Listing:
--

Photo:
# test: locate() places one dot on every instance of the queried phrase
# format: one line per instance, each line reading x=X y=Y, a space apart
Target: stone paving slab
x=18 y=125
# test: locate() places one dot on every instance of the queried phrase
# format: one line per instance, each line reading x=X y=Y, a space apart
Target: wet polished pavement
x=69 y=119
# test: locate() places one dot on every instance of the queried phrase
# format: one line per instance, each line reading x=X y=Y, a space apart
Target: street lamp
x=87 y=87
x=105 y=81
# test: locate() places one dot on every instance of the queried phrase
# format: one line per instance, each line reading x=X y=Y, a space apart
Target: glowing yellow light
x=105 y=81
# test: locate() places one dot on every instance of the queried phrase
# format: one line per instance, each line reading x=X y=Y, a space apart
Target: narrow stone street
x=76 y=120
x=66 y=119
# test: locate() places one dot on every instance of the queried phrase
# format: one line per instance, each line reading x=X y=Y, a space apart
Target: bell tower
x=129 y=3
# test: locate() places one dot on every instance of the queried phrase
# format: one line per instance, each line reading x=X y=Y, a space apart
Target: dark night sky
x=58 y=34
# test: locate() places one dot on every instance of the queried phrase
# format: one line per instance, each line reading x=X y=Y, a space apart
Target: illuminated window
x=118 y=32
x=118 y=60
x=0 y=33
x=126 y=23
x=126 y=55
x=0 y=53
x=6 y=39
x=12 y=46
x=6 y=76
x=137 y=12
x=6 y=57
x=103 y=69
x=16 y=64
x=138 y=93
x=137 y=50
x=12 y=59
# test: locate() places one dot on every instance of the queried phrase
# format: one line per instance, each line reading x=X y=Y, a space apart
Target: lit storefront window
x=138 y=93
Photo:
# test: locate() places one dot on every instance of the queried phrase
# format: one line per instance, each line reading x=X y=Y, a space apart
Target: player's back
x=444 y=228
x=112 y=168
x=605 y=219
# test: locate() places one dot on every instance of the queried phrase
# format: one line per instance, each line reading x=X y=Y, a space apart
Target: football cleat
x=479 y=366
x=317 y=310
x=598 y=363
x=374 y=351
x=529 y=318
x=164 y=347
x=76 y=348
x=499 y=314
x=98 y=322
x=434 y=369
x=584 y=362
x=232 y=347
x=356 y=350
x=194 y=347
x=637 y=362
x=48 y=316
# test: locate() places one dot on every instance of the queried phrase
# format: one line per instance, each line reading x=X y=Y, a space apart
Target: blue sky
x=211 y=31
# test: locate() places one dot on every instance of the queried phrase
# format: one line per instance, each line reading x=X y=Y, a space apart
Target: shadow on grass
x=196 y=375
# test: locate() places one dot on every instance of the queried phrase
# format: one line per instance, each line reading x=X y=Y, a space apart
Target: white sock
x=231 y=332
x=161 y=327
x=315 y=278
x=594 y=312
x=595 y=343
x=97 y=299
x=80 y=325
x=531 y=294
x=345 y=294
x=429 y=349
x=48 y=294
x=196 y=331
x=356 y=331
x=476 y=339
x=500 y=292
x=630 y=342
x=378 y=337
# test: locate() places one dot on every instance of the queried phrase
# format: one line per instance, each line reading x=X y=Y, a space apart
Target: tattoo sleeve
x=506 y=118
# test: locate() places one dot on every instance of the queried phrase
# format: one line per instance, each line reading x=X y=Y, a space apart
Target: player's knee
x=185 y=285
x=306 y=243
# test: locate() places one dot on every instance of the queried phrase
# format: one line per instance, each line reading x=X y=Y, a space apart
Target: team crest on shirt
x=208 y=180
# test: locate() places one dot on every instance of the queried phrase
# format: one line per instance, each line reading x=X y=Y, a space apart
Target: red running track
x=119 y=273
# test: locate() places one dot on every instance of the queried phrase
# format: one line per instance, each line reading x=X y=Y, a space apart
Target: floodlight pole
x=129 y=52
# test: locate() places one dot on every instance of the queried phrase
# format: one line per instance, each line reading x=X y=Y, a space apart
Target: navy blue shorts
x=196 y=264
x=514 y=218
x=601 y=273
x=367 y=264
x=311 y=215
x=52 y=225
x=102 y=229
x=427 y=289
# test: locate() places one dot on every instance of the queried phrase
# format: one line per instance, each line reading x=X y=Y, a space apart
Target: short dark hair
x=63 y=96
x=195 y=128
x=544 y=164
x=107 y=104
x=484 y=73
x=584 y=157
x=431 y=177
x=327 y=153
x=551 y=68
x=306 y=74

--

Prompt:
Extract every line of the records that contains the word "window", matching its case exactly.

Output of the exercise:
Target: illuminated window
Target: lit storefront window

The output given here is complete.